The task: Begin with the line that contains "The locate routine indicates the green shrub" and transcribe each line after it, up to and including the last line of the listing below.

++++++++++

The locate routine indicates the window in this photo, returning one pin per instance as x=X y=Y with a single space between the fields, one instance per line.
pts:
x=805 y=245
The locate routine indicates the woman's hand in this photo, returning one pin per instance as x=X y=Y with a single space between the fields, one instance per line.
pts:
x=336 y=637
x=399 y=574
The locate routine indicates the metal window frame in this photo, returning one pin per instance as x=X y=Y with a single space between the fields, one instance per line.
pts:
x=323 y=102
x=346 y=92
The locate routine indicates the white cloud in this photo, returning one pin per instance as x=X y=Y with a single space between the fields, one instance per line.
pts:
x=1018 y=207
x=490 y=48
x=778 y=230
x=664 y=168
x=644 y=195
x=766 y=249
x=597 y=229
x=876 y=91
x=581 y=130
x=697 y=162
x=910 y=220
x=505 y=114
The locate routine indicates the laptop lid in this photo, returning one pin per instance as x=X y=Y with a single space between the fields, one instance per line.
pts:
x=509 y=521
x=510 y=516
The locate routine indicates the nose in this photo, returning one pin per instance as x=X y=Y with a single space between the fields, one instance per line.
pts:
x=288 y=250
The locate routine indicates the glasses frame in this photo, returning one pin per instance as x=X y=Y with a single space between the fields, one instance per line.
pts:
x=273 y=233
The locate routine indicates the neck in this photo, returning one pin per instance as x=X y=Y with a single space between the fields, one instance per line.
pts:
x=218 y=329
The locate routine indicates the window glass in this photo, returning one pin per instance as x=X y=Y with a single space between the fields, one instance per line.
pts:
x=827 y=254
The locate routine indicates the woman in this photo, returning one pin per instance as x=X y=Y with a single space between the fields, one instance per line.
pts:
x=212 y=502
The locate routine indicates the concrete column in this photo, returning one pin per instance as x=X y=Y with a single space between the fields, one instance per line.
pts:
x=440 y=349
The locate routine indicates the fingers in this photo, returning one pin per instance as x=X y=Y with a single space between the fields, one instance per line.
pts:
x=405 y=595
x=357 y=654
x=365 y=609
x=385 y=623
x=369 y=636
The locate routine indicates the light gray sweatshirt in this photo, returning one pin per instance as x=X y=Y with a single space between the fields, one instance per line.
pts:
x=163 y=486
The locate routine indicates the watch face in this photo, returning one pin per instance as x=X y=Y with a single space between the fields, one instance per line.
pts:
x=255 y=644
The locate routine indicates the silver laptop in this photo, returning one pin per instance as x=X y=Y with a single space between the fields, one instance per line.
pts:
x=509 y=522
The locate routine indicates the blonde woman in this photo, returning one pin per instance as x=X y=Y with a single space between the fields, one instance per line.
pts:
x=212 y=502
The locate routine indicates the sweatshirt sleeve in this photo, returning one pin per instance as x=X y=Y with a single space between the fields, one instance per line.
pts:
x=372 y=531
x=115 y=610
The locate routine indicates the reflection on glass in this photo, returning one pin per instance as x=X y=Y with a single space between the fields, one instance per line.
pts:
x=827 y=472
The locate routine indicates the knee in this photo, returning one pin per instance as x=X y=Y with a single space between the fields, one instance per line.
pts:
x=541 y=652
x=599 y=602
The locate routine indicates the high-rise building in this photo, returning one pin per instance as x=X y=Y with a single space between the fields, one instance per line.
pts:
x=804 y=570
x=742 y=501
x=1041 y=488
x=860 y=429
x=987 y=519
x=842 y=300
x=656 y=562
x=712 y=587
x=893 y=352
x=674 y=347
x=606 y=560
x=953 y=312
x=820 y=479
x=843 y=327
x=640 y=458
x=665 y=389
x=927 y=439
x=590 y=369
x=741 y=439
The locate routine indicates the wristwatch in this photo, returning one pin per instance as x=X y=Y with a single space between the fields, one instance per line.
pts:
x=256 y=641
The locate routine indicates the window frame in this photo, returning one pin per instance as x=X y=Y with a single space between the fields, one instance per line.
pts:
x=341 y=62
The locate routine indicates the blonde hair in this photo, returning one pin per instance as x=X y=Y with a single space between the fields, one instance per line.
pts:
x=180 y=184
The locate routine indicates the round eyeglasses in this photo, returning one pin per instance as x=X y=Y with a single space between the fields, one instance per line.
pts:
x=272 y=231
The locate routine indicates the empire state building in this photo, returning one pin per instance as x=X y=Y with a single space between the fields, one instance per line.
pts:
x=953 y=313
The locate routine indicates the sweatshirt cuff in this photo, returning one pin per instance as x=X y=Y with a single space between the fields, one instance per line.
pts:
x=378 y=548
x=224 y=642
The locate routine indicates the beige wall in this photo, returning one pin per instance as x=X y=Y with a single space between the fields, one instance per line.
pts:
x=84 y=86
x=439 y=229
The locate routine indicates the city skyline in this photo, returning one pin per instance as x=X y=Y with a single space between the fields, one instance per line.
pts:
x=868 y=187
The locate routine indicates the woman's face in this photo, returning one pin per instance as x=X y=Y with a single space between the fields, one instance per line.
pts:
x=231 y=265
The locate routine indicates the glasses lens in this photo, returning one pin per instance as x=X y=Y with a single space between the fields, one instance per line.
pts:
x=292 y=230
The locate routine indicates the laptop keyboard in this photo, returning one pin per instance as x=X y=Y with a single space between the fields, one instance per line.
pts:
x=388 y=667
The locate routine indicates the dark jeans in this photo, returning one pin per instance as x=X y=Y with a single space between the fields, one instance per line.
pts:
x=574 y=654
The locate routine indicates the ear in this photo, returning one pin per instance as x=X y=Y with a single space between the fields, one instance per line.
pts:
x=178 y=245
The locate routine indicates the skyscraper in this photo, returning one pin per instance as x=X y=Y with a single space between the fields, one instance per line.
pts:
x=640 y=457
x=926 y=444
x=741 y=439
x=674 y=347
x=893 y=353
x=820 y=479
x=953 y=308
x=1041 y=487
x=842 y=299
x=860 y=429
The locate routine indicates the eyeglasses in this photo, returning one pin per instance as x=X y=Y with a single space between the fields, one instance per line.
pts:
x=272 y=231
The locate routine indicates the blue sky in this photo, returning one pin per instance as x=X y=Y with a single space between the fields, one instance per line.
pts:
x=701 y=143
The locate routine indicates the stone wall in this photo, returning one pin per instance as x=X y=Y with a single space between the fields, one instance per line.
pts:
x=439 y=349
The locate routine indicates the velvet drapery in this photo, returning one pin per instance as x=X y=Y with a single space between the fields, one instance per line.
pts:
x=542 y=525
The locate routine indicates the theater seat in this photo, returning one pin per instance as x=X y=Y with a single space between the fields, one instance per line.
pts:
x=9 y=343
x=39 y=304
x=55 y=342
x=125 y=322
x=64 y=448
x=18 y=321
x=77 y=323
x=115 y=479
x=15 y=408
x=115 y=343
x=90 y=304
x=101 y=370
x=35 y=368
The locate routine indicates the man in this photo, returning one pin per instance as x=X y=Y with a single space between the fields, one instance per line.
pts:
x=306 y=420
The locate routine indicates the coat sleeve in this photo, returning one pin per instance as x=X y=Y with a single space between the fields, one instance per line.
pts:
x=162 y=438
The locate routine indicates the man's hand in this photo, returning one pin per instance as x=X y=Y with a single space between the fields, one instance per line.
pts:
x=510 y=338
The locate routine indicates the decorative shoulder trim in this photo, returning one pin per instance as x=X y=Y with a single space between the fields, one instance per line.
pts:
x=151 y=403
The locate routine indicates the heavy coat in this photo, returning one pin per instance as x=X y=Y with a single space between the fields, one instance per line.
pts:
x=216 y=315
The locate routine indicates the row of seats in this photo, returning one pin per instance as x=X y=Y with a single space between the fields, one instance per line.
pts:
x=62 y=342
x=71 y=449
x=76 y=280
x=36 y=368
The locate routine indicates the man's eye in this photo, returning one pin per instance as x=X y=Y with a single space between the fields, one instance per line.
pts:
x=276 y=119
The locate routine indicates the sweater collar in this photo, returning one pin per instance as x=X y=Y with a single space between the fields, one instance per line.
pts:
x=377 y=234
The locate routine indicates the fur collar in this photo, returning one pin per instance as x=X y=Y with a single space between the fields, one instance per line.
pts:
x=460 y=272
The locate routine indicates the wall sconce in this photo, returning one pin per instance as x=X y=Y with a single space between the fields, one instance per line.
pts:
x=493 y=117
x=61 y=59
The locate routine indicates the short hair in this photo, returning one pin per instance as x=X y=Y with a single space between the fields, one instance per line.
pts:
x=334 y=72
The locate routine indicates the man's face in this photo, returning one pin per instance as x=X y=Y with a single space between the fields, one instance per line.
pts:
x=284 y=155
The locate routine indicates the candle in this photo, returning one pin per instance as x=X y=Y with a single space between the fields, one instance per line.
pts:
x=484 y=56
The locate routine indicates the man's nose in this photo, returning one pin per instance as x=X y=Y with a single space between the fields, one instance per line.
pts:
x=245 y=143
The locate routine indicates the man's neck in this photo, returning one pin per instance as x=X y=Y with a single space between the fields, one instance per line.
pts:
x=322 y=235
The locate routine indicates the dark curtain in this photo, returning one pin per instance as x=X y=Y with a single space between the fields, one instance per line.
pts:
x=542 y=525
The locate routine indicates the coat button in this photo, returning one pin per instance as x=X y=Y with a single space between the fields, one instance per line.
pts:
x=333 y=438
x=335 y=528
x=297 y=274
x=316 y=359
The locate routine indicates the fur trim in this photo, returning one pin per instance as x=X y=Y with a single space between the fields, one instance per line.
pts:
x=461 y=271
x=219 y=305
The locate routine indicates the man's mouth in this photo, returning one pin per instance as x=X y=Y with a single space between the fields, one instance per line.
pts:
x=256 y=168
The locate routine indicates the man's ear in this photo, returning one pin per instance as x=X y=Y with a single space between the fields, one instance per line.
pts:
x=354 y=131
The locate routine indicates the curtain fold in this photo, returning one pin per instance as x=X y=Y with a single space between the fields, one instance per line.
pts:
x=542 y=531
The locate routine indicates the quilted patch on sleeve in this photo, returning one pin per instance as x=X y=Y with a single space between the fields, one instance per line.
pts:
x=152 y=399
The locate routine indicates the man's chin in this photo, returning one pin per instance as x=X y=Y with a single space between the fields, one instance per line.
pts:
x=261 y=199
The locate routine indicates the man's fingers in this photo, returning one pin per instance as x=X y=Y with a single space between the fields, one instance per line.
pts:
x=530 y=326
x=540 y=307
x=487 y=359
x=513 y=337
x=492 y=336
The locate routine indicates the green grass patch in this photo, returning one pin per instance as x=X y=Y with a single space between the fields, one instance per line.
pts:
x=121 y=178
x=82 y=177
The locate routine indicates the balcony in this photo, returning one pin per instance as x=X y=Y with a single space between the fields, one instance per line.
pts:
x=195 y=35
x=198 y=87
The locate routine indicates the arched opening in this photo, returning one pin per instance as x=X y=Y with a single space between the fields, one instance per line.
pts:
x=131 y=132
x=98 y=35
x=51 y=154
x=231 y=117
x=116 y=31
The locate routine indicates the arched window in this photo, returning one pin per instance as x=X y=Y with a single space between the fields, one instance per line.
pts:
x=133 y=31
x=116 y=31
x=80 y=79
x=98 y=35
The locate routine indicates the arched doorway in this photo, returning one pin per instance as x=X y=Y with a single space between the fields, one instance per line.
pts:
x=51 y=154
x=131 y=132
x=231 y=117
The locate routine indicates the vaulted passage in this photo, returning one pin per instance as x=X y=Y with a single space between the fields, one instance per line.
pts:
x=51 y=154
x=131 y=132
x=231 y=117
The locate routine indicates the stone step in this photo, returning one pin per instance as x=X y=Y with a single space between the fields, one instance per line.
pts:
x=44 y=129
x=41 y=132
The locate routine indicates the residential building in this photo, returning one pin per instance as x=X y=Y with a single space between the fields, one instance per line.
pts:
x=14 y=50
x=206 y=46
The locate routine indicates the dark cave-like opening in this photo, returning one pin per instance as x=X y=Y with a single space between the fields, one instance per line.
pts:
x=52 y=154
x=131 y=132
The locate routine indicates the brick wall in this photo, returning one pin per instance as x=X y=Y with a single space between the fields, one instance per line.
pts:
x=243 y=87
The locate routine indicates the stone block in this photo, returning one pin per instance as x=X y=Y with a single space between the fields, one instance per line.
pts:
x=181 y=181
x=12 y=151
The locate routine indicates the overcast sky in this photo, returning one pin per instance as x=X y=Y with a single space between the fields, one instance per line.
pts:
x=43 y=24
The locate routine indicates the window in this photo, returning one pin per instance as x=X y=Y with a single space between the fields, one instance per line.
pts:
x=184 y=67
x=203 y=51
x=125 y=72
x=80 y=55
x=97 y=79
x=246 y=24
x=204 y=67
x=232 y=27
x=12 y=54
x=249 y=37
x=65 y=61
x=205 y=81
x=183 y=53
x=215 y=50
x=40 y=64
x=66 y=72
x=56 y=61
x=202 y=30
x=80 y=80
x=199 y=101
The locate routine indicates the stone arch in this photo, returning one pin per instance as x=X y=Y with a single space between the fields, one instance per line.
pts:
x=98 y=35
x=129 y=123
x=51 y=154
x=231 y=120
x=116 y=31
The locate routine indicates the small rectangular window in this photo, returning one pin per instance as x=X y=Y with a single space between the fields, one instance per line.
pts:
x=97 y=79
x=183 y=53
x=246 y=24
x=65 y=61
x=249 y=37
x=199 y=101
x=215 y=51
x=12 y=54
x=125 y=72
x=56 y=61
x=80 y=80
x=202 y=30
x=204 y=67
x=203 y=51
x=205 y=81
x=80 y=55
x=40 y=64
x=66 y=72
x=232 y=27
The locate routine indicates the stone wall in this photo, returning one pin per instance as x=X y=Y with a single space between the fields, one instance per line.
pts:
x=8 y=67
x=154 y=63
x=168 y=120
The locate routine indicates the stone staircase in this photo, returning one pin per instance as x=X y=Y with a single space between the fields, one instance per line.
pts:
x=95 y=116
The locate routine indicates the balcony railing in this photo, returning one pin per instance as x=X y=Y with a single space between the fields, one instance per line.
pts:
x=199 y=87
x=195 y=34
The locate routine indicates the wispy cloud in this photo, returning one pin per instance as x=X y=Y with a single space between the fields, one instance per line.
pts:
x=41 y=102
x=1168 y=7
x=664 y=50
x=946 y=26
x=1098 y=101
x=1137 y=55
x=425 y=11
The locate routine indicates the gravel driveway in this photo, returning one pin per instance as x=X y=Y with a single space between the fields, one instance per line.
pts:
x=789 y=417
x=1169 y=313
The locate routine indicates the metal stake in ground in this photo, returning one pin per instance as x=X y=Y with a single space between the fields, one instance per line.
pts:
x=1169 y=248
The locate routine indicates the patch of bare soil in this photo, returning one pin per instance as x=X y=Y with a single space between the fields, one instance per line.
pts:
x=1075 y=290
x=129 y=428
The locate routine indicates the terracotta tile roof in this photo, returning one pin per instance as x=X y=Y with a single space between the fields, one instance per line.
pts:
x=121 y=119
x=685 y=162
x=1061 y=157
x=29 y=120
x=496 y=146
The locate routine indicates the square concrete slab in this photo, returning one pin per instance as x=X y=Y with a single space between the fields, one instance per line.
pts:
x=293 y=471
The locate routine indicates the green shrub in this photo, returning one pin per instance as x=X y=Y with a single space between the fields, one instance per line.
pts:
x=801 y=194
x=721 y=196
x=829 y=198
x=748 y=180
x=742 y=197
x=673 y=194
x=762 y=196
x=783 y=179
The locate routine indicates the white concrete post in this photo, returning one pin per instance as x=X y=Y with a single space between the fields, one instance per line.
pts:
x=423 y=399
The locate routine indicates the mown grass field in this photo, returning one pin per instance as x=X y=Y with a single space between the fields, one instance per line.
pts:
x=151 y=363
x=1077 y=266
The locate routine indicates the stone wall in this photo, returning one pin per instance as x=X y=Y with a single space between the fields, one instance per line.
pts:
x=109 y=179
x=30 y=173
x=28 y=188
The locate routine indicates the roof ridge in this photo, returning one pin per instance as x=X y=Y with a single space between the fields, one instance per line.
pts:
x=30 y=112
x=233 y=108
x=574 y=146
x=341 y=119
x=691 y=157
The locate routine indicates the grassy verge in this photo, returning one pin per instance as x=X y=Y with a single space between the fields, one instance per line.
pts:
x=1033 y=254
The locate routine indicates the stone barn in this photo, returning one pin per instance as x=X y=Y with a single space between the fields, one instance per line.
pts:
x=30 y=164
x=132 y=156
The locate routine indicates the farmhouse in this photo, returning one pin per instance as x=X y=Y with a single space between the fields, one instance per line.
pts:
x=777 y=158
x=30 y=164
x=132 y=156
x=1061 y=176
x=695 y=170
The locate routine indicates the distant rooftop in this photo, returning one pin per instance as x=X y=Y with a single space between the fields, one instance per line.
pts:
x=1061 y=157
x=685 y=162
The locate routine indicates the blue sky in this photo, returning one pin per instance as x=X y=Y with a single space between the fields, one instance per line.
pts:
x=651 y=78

++++++++++

Solution:
The locate routine indicates the green shrub in this photo, returning one pin per instance as x=X y=Y with a single space between the fields, one instance per line.
pts:
x=801 y=194
x=721 y=196
x=829 y=198
x=748 y=180
x=742 y=197
x=673 y=194
x=762 y=196
x=783 y=179
The locate routine indicates the white concrete post in this photo, returning one pin per instance as x=X y=Y with a single space between the fields, one instance per line.
pts:
x=423 y=399
The locate routine indicates the mown grass field in this photo, returning one pin per instance as x=X y=Y with a single space between the fields, one instance per line.
pts:
x=151 y=363
x=1077 y=266
The locate routine indicates the stone wall in this photo, returning one pin per instance as x=X y=Y with a single space between the fields, one instance per line.
pts:
x=109 y=179
x=30 y=173
x=28 y=188
The locate routine indicates the roof ridge in this photo, returning one pin per instance as x=X y=Y with a single space between the fields, one instance per line.
pts:
x=30 y=112
x=233 y=108
x=574 y=146
x=341 y=119
x=691 y=157
The locate routine indicates the grassy verge in this photo, returning one pin per instance as x=X y=Y with a single space between the fields, one instance per line.
pts:
x=1033 y=254
The locate routine indicates the stone barn in this photo, returning one pin per instance as x=X y=Y with a single space between the fields, one instance per line.
pts:
x=30 y=164
x=132 y=156
The locate routine indicates the farmhouse in this photo, returning one pin per instance as x=X y=Y with a single space between the fields, one instance per line.
pts:
x=777 y=158
x=30 y=164
x=132 y=156
x=1061 y=176
x=695 y=170
The locate routine indicates the distant rooftop in this photo, returning one pin per instance as x=X y=Y with a single space between the fields, one instance per line.
pts:
x=1061 y=157
x=685 y=162
The locate routine indicates the blue sky in this photo, returning one pin per instance as x=X y=Y with a single space between the fields, one instance per line.
pts:
x=651 y=78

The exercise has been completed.